Copy out the lines below without any change, starting at the line that contains "Kindly outline every instance of the <item>car" and ending at the line that contains "32], [164, 33]]".

> _Data provided_:
***

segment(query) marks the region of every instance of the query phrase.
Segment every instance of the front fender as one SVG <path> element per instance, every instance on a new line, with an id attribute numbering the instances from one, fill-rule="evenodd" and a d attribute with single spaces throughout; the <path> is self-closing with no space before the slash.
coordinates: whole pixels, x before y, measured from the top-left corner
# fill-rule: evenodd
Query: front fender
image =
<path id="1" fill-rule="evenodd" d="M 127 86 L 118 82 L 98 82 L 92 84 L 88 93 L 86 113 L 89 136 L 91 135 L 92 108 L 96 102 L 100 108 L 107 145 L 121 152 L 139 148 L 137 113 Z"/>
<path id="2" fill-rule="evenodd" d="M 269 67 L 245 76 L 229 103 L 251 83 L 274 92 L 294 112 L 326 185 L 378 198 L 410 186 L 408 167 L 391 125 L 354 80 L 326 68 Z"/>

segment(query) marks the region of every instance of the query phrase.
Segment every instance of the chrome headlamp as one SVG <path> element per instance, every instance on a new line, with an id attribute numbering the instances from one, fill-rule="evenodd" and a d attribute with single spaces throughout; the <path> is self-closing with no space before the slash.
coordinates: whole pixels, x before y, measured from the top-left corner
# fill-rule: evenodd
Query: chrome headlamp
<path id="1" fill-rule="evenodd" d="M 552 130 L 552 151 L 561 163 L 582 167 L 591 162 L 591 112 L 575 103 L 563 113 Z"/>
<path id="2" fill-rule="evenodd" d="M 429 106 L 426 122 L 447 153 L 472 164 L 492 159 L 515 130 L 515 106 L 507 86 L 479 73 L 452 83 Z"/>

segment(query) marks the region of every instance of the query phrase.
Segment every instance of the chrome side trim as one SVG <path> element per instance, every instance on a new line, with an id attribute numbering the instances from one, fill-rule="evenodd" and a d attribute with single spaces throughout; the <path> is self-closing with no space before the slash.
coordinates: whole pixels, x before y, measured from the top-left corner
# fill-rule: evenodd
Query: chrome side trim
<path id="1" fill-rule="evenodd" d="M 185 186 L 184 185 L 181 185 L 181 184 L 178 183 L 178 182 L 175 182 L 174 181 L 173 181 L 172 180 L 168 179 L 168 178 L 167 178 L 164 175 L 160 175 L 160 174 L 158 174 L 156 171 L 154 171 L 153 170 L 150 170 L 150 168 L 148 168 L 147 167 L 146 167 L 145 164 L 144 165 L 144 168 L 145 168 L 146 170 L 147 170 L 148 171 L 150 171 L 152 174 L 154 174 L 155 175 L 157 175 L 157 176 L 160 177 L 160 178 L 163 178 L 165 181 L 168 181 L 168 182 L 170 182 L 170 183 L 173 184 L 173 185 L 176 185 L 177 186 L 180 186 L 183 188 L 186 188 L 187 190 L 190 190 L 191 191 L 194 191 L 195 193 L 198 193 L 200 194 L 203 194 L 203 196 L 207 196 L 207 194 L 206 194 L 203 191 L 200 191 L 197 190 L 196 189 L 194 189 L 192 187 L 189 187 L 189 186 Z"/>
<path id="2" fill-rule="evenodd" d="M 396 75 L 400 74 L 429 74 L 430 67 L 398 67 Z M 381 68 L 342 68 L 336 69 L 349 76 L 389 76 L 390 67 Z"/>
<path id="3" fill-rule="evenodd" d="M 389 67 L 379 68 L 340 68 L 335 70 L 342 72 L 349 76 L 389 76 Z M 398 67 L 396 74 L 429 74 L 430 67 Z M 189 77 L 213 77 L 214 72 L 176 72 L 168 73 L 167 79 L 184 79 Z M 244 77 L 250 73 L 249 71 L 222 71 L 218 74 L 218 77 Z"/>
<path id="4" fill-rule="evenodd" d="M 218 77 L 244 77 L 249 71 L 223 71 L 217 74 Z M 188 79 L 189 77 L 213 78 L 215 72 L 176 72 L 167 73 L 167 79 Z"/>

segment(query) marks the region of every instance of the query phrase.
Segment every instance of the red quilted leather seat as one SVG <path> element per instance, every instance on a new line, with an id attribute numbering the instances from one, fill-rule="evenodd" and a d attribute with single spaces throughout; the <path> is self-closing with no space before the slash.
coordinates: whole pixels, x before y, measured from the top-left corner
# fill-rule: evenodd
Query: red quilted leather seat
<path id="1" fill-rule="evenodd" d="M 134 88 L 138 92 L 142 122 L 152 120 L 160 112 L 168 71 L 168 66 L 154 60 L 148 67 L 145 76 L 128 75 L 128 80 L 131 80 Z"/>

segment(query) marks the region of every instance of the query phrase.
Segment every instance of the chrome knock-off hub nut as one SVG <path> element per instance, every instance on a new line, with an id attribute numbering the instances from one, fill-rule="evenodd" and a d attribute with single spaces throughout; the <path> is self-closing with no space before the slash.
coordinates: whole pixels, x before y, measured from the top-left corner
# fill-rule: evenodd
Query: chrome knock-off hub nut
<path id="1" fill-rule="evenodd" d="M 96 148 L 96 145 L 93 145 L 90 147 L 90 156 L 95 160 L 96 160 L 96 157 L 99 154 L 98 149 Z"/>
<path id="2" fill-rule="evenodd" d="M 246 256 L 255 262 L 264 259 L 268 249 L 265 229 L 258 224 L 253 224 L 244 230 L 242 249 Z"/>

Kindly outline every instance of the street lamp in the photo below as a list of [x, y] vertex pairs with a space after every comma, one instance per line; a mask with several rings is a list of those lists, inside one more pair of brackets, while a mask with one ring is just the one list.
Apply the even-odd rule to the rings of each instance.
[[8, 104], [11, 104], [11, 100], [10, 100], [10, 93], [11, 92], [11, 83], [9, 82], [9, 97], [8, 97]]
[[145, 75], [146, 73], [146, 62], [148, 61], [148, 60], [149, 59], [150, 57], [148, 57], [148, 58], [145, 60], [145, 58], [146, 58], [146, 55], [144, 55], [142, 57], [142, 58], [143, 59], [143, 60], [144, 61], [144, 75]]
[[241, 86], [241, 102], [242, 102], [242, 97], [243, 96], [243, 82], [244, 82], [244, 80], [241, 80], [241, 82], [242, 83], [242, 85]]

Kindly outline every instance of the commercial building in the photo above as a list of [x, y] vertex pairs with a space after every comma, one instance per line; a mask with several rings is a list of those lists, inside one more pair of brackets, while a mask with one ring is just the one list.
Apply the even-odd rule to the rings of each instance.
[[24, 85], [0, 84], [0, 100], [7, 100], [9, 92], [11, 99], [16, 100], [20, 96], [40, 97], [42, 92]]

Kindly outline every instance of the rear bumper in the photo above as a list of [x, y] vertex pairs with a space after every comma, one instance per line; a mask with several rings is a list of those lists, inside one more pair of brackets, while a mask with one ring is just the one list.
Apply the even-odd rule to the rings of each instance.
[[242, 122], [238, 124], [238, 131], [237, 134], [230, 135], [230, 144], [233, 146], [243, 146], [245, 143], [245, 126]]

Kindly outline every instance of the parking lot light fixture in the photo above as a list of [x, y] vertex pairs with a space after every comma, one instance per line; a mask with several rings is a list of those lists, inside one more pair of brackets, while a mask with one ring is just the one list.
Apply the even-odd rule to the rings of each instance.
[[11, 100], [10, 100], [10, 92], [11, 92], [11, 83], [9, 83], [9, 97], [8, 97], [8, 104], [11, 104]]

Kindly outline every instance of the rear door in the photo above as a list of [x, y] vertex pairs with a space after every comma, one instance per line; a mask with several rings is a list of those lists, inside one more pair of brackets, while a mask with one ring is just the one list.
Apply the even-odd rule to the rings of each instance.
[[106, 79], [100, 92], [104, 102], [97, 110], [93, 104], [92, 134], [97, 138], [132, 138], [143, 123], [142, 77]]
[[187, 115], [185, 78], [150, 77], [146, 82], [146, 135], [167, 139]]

***

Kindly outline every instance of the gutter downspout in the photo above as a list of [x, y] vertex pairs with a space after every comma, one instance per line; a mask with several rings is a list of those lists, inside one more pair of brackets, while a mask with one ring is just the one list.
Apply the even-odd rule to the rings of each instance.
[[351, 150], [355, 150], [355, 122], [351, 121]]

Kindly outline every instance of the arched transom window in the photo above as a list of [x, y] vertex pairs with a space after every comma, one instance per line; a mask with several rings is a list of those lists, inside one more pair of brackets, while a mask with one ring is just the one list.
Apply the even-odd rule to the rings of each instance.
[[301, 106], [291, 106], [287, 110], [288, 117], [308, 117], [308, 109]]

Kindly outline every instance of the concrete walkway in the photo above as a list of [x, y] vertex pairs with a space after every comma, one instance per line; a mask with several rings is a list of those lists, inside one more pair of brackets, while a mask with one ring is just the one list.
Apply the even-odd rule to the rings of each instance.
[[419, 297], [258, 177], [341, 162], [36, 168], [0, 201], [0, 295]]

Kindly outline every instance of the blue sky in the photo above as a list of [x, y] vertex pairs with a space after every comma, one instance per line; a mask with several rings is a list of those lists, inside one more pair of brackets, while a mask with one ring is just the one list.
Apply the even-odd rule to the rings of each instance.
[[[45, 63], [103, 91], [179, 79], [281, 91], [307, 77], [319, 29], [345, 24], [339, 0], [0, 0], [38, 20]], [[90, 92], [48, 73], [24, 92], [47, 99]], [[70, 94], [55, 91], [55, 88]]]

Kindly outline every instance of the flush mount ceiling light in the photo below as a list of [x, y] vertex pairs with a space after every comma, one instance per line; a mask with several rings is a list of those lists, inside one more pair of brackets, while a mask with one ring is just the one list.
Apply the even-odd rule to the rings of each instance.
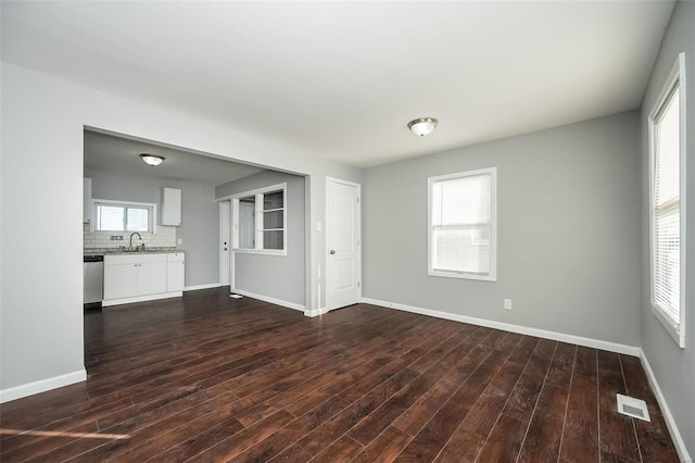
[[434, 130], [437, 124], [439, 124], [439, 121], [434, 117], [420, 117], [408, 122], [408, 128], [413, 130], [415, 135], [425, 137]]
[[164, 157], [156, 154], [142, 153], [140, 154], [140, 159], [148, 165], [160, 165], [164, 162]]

***

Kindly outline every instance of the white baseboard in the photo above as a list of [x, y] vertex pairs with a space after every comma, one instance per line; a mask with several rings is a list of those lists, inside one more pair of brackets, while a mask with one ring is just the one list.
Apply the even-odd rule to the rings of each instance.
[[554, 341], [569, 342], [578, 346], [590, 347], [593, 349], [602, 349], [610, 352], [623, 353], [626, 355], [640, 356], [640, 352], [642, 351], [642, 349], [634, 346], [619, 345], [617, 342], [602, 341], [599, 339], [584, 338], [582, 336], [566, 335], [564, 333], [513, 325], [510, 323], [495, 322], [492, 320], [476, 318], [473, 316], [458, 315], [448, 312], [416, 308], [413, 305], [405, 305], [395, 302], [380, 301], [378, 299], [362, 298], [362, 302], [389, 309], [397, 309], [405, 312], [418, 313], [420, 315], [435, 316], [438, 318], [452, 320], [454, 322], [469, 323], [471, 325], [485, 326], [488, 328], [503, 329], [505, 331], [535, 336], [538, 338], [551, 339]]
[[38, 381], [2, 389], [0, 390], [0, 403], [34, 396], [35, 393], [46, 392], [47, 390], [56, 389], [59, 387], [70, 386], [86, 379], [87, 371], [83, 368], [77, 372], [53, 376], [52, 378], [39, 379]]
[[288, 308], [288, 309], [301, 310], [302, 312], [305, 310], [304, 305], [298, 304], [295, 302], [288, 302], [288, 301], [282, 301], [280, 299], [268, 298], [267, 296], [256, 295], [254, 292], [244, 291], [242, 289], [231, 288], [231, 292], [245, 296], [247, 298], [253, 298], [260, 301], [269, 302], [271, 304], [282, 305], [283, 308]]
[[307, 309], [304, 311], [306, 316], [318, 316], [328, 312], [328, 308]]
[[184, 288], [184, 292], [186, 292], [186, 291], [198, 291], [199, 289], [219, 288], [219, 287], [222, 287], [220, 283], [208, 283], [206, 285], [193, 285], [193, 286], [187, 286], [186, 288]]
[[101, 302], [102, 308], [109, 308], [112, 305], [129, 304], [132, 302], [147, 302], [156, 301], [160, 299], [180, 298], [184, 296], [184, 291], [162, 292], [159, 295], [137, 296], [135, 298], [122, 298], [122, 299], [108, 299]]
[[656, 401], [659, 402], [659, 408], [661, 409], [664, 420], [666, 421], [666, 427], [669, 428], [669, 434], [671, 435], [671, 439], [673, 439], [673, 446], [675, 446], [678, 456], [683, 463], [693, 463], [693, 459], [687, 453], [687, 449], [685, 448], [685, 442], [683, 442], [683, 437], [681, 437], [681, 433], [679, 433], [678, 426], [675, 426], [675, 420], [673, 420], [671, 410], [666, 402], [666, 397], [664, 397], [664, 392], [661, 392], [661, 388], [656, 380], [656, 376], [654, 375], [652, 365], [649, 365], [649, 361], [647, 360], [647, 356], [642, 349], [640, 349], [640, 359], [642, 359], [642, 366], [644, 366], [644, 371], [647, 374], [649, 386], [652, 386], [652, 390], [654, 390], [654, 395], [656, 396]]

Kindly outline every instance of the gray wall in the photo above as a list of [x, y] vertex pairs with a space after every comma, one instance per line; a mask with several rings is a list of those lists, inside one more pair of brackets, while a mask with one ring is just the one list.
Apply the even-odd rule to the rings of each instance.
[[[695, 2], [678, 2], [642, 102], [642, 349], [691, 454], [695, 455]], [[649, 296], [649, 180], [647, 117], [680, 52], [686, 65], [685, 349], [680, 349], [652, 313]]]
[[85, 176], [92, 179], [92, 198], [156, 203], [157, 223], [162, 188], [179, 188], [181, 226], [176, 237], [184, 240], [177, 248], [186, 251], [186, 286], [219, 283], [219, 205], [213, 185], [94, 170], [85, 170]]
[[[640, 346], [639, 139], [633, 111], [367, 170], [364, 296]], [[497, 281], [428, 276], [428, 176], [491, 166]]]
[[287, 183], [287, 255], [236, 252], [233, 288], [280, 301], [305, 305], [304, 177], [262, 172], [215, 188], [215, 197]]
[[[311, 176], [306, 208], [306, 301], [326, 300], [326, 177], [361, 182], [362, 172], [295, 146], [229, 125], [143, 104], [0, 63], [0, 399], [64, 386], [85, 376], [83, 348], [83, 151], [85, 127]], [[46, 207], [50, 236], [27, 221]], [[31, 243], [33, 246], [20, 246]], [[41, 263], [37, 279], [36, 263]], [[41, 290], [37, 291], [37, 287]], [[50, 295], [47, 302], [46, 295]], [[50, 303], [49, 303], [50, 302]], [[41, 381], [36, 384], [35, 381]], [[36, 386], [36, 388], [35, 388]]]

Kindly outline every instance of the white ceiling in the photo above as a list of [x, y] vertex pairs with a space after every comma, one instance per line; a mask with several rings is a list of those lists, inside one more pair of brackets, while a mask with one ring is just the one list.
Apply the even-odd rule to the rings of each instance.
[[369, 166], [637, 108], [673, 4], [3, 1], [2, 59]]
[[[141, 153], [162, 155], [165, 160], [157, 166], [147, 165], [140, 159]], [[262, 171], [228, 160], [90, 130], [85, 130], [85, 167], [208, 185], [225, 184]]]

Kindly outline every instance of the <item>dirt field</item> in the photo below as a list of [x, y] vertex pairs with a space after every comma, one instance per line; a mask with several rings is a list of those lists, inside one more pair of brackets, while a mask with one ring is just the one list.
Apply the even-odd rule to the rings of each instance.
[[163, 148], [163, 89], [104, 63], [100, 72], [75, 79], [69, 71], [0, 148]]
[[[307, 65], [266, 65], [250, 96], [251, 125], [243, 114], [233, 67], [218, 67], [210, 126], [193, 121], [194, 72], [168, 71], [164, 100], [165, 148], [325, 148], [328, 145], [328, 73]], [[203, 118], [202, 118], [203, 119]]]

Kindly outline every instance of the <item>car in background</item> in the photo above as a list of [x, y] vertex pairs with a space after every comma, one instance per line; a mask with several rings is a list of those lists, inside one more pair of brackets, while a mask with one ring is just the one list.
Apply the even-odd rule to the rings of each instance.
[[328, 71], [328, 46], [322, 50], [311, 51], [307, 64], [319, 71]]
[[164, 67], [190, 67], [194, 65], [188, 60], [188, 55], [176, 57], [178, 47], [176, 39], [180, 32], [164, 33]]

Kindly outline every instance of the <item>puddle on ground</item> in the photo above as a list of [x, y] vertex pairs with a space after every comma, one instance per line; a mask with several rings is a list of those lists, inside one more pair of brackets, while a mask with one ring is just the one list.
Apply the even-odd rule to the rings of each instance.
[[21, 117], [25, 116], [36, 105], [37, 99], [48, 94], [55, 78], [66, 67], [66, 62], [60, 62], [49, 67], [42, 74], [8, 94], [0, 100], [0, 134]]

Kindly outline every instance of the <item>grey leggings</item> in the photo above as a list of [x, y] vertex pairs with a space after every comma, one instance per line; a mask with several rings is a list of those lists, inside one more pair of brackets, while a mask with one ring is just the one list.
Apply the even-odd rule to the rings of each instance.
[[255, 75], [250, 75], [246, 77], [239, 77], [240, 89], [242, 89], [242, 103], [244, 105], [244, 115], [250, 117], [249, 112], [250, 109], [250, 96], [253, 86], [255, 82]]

***

> _Task solution_:
Kindly outline every instance of the <item>car in background</item> in the photo above as a list of [x, y] vertex pairs with a space after every comma, one instance per line; a mask with several rings is a list of those lists, inside one more pair of brackets, while a mask with one ring is just the one list.
Apply the even-odd rule to the rings of each instance.
[[328, 71], [328, 46], [322, 50], [311, 51], [307, 64], [319, 71]]
[[164, 67], [190, 67], [194, 65], [188, 60], [188, 55], [176, 57], [178, 47], [176, 39], [180, 32], [164, 33]]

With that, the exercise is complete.